According to a WWF report, "if just 1% of the masks were disposed of incorrectly and dispersed in nature, this would result in as many as 10 million masks per month polluting the environment."
"Considering that the weight of each mask is about 4 grams, this would result in the dispersion of more than 40 thousand kilograms of plastic in nature," the report stipulated.
While it is certainly understandable to amass large supplies of N95 masks for first responders, mass purchases of other disposable masks don't make sense. Nevertheless, California governor Gavin Newsom acted similarly and inked a billion dollar deal in April and has been purchasing 200 million disposable masks a month since.
And it is apparently having a significant impact.
“Anecdotally there’s a lot of [PPE] out there, local coordinators throughout state are reporting large upticks of trash on shorelines and PPE in the environment,” Coastal Commission Marine Debris Program Manager Eben Schwartz told Courthouse News., noting the commission asked volunteers to log their trash collected, including PPE, through the Clean Swell app.
Another side effect of government lockdowns raining down hell on the environment is to-go food containers. Because many states forced restaurants to close except for to-go orders or outdoor dining, there was a massive uptick in the use of disposable food containers.
Lynn Adams of the Pacific Beach Coalition in San Francisco said PPE coupled with food container trash is a massive problem.
“I’ve never seen so much trash, public works can’t keep up with emptying the trash cans,” Adams said.

* * * *

QUESTIONS:
1/ Answer the following from the passage on pandemic waste:
(a) According to the WWF report, about how much does each mask weigh?
(b) How many disposable masks per month has California been purchasing?
(c) Through which app were volunteers asked to log the trash they collected?
2/ Reproduce the portion of the passage on pandemic waste starting at "While it is" and ending at "a month since.".

Collection entries
* * * *

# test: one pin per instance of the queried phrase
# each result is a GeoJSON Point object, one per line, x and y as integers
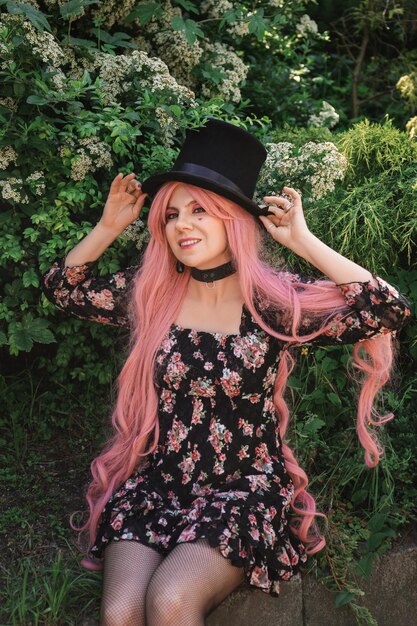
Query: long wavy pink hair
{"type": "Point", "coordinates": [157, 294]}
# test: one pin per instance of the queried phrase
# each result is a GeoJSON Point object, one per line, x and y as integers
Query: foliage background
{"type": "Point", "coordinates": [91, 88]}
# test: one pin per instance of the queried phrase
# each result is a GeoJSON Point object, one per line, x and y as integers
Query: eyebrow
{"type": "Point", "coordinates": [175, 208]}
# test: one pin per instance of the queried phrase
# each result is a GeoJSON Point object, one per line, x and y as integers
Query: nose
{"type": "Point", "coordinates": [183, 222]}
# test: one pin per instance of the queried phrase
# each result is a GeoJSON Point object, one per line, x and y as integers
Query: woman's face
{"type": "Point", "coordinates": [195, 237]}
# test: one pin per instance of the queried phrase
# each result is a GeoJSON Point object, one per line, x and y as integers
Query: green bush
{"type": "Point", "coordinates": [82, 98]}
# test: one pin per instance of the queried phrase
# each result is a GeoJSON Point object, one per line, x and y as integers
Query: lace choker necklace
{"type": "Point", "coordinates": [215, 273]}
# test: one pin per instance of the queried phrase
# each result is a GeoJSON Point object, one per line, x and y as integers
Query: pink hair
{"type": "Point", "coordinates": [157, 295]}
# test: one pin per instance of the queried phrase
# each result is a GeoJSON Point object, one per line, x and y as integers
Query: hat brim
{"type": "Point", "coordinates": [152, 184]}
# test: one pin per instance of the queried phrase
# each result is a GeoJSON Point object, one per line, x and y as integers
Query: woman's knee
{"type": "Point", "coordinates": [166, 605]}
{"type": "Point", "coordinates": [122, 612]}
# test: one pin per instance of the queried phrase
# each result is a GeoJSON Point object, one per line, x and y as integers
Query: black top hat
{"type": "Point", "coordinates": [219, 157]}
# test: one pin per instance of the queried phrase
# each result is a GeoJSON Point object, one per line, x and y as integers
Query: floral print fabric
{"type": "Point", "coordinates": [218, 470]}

* * * *

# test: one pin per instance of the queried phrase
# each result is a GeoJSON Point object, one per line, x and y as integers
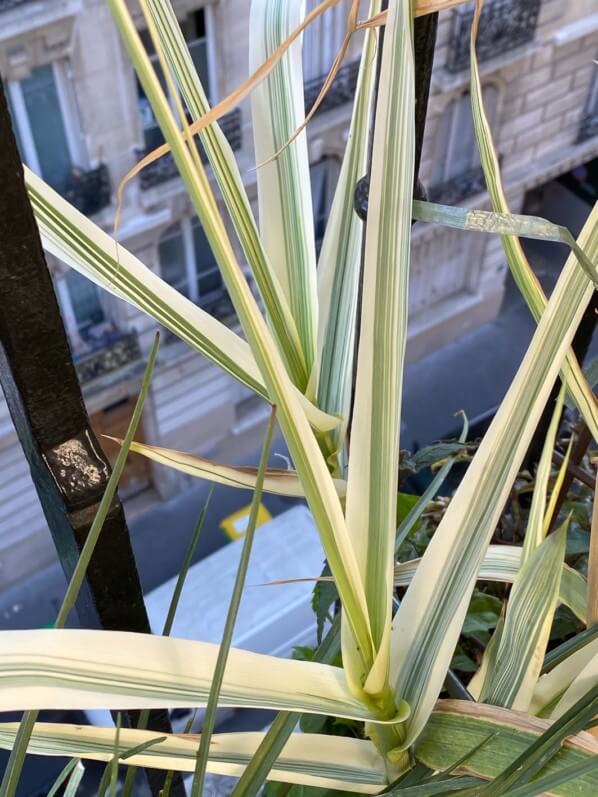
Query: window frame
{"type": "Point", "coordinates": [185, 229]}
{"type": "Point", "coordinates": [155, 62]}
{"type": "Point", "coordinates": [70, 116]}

* * * *

YOUR RESPONSES:
1/
(a) About 4 grams.
(b) 200 million.
(c) The Clean Swell app.

2/
While it is certainly understandable to amass large supplies of N95 masks for first responders, mass purchases of other disposable masks don't make sense. Nevertheless, California governor Gavin Newsom acted similarly and inked a billion dollar deal in April and has been purchasing 200 million disposable masks a month since.